:: Instructions to follow ::
Since only the total matters, count the lines of these entries containing the word "image" and write that total alone.

:: Information ::
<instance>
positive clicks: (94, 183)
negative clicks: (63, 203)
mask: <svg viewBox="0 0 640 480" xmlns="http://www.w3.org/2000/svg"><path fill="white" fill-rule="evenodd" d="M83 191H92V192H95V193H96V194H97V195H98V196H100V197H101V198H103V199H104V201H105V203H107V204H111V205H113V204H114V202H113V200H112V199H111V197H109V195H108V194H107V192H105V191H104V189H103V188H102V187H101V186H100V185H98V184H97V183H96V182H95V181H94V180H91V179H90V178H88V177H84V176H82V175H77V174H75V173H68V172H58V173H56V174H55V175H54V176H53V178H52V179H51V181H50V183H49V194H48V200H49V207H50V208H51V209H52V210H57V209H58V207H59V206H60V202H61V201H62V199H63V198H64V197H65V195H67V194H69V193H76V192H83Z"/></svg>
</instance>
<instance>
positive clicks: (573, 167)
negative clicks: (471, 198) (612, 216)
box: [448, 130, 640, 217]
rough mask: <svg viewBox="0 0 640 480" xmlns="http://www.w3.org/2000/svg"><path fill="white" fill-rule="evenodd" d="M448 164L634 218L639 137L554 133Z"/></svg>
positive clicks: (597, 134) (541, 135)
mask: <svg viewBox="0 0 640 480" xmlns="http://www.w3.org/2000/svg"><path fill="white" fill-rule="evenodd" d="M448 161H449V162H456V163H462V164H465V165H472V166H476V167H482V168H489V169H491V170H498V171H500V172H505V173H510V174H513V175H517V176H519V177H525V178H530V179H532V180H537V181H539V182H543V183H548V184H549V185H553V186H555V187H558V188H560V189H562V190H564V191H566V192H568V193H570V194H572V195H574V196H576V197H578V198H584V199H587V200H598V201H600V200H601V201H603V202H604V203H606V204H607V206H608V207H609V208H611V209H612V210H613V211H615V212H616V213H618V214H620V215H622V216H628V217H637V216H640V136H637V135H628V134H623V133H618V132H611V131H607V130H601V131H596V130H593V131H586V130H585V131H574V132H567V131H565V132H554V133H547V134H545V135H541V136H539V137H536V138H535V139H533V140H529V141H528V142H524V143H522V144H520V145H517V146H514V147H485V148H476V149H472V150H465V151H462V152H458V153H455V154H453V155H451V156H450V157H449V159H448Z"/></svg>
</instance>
==
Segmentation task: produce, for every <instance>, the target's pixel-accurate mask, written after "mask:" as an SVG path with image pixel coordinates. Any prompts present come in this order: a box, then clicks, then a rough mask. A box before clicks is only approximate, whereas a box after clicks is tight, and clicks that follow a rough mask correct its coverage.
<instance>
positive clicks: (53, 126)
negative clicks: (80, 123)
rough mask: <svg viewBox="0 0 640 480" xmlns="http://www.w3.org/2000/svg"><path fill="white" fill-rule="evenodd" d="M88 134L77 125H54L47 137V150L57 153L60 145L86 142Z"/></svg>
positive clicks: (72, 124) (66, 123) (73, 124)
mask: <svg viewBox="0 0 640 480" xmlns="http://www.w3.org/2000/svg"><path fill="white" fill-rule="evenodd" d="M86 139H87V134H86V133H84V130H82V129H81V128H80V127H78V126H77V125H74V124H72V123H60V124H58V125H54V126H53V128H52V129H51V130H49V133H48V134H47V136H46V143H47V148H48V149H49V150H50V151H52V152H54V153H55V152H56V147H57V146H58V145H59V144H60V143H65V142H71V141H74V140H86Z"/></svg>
--
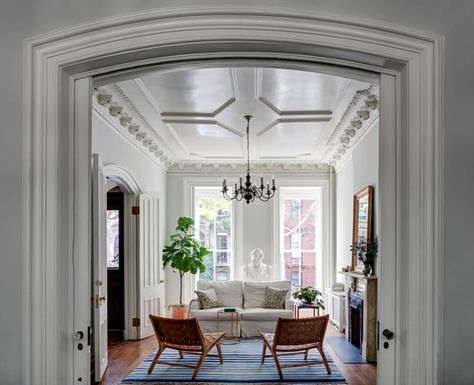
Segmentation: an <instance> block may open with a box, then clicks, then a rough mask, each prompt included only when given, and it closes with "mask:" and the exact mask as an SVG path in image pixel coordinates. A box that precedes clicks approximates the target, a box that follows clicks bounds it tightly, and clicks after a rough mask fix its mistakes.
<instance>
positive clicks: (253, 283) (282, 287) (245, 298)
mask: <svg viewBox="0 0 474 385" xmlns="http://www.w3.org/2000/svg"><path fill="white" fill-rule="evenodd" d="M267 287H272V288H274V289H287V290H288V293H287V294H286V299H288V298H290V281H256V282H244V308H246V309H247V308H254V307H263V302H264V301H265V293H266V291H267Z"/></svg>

:: Exercise solution ::
2